━━━━━ Available data ━━━━━

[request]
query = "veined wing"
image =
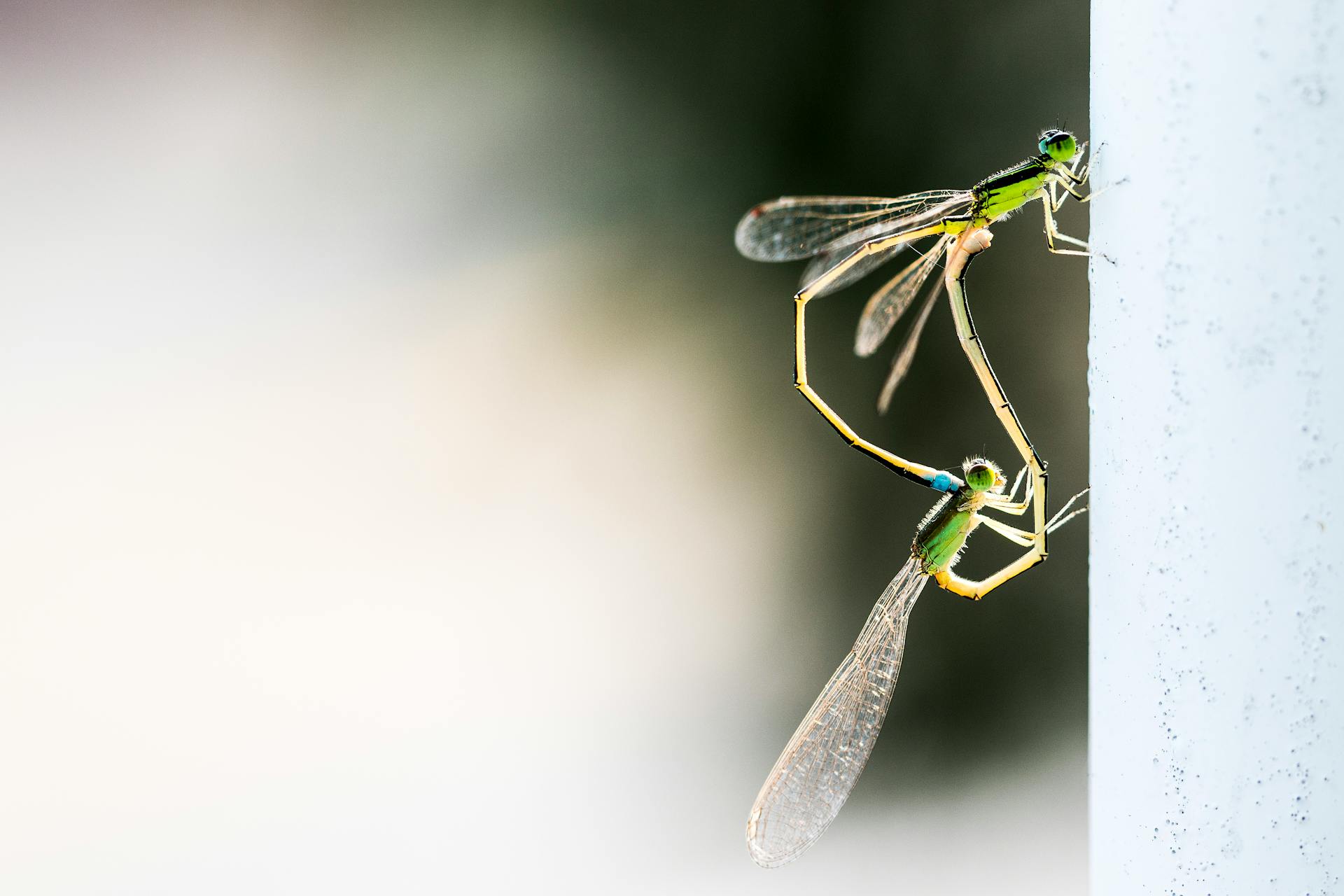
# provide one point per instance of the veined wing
(797, 227)
(823, 761)
(891, 301)
(906, 356)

━━━━━

### Stated exercise
Can you format every line of the items above as a Markdown table with the columns "No." and "Text", numbering the rows, skipping blank lines, and leaving the pictures out?

### Answer to the problem
| No. | Text |
|---|---|
| 1 | [request] |
| 2 | query = "veined wing" |
| 3 | image = |
| 4 | # provide one point per instance of the veined wing |
| 5 | (797, 227) |
| 6 | (823, 761) |
| 7 | (891, 301) |
| 8 | (906, 356) |